**Work instruction 1**
Swap "forum" for "summit" in the VA health records article and give the passage from "The implementation of" to "broader Cerner rollout.".
**Work instruction 2**
Answer these questions about the VA health records article:
(a) What does VHIE stand for?
(b) At what event was Jim Gfrerer speaking?
(c) Which providers does Gfrerer call the major challenge for information exchange?
**Work instruction 3**
Continue the VA health records article from where it stops.

Health Records Modernization Helping Standardize VA IT

Health Records Modernization Helping Standardize VA IT

Cerner implementation is encouraging efficiency reforms across both VA centers and community providers.

The implementation of broad-reaching health records modernization across the Department of Veterans Affairs is encouraging broader tech modernization to encourage a smoother transition.

Speaking at the NextGov Roadmap to Modernization forum, VA CIO Jim Gfrerer noted how the investment in IT modernization in anticipation of the Cerner electronic health records platform has led to newfound efficiencies across the agency.

Much of this has been the work of the Veterans Health Information Exchange, or VHIE, that was implemented to encourage smoother networking with community care providers as part of the broader Cerner rollout.

“We've added to the joint Health Information Exchange, and we've enabled now tens of thousands of commercial or community care providers to be able to integrate,” Gfrerer said.

This newfound efficiency has rested in large part on the usage of more sophisticated APIs to foster the transfer of health and patient information across connected VA networks, a process that has made it easier for VA patients to seek care across affiliated providers while reducing costs of operation.

“If you think about the business value of that, the reduction in exams — radiology images, blood tests — you know now the information can be shared across the providers," Gfrerer said. "It's going to be a huge productivity and cost containment benefit, and the interaction to that is through APIs."

Gfrerer recognized the challenges of reconciling these demands with the widely variable IT capacities and infrastructure of non-VA commercial providers.

“I think the struggle is there's a kind of a range of ability within certain commercial providers to be able to do that sort of exchange. All the way from the top end large providers who clearly have the technology and the platforms and the ability to do those sorts of interfaces, even to the medium ones. The major challenge is when we get down to the smaller tier providers in terms of having that application programming interface, and then getting that information flow rolling reasonably,” he said.

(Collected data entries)
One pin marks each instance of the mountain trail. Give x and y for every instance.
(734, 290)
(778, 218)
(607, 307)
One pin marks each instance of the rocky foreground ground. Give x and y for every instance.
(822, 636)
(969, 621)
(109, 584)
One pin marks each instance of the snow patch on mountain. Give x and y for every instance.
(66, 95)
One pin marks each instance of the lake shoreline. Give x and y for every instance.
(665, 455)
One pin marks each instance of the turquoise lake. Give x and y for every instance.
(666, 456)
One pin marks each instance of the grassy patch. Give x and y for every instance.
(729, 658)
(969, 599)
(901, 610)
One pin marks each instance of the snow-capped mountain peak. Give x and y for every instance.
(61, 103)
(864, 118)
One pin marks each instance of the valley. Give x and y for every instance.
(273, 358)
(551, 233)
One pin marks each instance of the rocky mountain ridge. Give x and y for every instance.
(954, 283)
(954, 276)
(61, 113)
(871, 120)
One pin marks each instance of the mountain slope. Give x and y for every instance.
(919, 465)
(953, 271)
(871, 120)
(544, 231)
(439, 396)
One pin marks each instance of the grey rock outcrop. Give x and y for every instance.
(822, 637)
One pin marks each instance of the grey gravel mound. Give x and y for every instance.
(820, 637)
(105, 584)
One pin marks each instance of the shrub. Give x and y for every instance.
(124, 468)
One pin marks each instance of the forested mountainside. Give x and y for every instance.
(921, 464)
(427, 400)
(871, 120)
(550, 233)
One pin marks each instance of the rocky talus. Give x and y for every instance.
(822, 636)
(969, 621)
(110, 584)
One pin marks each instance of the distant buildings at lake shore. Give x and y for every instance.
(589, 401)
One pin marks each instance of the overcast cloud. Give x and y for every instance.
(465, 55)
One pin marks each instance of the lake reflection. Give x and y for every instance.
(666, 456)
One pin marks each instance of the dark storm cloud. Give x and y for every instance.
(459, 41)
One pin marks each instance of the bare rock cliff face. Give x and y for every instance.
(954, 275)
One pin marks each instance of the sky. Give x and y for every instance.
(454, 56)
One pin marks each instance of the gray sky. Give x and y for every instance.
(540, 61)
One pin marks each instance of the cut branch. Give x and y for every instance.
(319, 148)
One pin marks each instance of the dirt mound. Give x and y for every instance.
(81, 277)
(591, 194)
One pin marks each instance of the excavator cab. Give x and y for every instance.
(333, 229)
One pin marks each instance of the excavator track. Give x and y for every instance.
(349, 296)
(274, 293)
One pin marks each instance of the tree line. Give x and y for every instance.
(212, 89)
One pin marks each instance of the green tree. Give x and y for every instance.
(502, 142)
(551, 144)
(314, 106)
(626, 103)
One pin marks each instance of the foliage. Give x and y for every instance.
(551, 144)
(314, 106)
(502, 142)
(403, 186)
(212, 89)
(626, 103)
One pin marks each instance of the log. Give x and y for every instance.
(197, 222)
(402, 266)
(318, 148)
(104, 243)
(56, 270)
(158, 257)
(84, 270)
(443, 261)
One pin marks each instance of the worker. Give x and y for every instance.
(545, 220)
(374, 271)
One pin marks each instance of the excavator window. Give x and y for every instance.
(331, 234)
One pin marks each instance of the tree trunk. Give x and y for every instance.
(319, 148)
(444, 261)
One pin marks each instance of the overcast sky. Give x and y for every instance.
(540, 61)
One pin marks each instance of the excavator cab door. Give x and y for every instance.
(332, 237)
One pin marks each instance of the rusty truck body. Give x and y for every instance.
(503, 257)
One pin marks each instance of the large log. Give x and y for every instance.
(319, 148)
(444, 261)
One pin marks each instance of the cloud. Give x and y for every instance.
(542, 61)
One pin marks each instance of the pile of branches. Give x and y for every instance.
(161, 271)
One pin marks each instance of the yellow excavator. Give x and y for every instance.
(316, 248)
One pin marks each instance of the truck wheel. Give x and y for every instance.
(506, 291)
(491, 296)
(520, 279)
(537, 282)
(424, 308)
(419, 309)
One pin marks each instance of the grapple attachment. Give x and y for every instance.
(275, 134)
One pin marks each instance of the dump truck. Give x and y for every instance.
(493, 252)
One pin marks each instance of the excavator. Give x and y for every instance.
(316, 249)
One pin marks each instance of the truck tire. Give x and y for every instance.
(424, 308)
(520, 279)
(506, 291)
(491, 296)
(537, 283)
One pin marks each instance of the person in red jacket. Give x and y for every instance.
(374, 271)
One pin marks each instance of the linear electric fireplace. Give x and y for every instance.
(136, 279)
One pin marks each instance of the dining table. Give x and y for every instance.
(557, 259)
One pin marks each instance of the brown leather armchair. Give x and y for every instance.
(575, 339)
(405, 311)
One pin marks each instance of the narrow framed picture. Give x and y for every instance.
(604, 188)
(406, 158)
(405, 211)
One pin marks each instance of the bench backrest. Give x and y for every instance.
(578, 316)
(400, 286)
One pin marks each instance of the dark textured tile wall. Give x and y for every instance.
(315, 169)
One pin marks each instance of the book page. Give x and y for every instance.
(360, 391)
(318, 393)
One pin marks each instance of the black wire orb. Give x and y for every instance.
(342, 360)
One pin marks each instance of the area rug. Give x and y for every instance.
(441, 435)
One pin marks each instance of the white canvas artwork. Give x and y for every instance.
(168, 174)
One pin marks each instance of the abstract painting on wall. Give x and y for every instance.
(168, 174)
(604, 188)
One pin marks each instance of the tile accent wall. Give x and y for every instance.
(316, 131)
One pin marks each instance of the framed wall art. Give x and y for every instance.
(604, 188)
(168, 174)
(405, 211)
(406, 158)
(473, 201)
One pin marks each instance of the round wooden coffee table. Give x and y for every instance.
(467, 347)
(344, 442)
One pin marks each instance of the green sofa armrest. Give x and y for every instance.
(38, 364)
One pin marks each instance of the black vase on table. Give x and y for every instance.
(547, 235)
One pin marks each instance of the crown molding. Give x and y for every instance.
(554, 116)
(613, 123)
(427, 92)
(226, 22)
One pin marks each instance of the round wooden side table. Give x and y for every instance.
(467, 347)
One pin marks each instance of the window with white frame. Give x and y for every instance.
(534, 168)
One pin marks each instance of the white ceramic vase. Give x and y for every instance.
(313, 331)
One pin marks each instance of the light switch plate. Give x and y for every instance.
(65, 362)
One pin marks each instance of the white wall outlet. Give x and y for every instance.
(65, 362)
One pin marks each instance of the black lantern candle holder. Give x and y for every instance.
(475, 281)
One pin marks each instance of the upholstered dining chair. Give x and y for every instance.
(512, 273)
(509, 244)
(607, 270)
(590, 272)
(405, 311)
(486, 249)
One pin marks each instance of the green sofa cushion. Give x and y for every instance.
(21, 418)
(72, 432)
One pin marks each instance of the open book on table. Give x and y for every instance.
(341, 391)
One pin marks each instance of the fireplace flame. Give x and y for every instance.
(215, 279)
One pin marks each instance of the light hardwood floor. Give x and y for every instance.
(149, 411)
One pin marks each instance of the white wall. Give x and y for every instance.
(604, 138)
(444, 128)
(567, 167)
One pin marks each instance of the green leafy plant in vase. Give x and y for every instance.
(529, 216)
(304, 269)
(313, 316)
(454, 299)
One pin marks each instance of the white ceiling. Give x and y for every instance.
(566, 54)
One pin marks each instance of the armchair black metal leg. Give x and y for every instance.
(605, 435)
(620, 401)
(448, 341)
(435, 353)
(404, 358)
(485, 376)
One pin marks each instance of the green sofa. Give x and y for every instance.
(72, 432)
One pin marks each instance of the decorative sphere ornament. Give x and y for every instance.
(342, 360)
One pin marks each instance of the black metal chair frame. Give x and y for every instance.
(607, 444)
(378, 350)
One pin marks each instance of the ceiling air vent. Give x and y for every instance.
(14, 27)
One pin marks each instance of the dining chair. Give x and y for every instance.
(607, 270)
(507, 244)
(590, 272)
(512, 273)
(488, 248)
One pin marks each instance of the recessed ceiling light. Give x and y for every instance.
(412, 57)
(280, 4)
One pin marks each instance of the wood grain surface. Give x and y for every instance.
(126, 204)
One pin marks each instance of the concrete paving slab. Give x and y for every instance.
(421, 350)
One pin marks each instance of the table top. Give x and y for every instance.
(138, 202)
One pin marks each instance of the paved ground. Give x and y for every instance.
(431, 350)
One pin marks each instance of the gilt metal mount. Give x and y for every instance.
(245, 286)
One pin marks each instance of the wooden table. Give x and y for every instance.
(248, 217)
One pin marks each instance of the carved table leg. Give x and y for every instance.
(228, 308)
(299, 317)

**Final answer 1**
The implementation of broad-reaching health records modernization across the Department of Veterans Affairs is encouraging broader tech modernization to encourage a smoother transition.

Speaking at the NextGov Roadmap to Modernization summit, VA CIO Jim Gfrerer noted how the investment in IT modernization in anticipation of the Cerner electronic health records platform has led to newfound efficiencies across the agency.

Much of this has been the work of the Veterans Health Information Exchange, or VHIE, that was implemented to encourage smoother networking with community care providers as part of the broader Cerner rollout.

**Final answer 2**
(a) Veterans Health Information Exchange
(b) The NextGov Roadmap to Modernization forum
(c) The smaller tier providers

**Final answer 3**
Nevertheless, advances in API design and new methodologies appear to have lessened these challenges somewhat, and have allowed even smaller providers to more easily reform their IT systems to allow for smoother information exchange with the VA.

“The whole notion of an API is … it has to have something to plug into. So the responsibility really does largely rest with the community care providers, and I think you have some undercapitalized care providers. But I also think the barriers to entry in terms of this technology are not as great as they used to be,” Gfrerer said.

While VA IT leadership understands the investment in both human capital and resources that will be necessary to fully accommodate universal Cerner rollout, Gfrerer expressed confidence the payoff will exceed the initial costs due to the broader efficiencies this groundwork will enable.

“Cerner does have some additional demands and is requiring that we modernize and improve services probably ahead of our initial baseline, but we will get to a position even in the next few years where our infrastructure readiness program will be ahead of that wave of implementation, and it’ll be a much less dedicated effort to get that infrastructure right,” he said.